-- 提示文 --

□ □ □

しかし、そうした方向性が、おっしゃられる「対話」を逆に裏切るハメになってしまいますよね。
今閉じられている(つつある)対話の可能性をどう開くか、どう制度がそれをサポートできるのか、そこには非常に興味があります。
「~をさせない」ではなく、
万人にとって、自由をどれだけ保障できる法制度を作れるか、それが、学問、制度設計者の良心だと思うのです。
不遜な意見失礼しました。御著書の方、ぜひ拝読させていただきたいと思います!
投稿: たろ | 2010年2月 3日 (水) 03時28分
おっしゃられるように、「メランコ」や「ナルシス」という言葉は、マスコミ流通させるための用語ととられかねない危険性はあります。
それでも、それなりに流通すれば議論を巻き起こすきっかけになるかもしれないと期待しますが、やはり甘いのかもしれません。

□ □ □

-- ポイントラベリングの例 --
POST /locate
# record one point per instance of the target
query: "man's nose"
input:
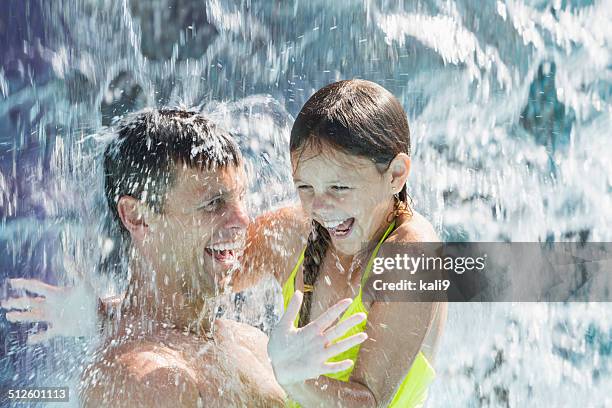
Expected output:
(320, 203)
(237, 217)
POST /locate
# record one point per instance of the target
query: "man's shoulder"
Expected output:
(142, 373)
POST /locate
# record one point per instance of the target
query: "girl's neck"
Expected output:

□ □ □

-- 課題内容 --
1) 提示文のうち、「しかし、そうした方向性が、お」という語句を含む箇所から始まり「不遜な意見失礼しました。御著書の方、ぜひ拝読させていただきたいと思います!」で終わる部分を、一字一句違えずに打ち直してください。
2) 上のリストの全行を、指定文も含めてもう一度書き出し、解答中の座標の数値をすべて1.6倍して整数に丸めてください(端数が0.5のときは切り上げ)。画像は解答に含めないでください。

-- 課題の解答 --
1)
しかし、そうした方向性が、おっしゃられる「対話」を逆に裏切るハメになってしまいますよね。
今閉じられている(つつある)対話の可能性をどう開くか、どう制度がそれをサポートできるのか、そこには非常に興味があります。
「~をさせない」ではなく、
万人にとって、自由をどれだけ保障できる法制度を作れるか、それが、学問、制度設計者の良心だと思うのです。
不遜な意見失礼しました。御著書の方、ぜひ拝読させていただきたいと思います!

2)
POST /locate
# record one point per instance of the target
query: "man's nose"
input:
Expected output:
(512, 325)
(379, 347)
POST /locate
# record one point per instance of the target
query: "man's shoulder"
Expected output:
(227, 597)
POST /locate
# record one point per instance of the target
query: "girl's neck"
Expected output:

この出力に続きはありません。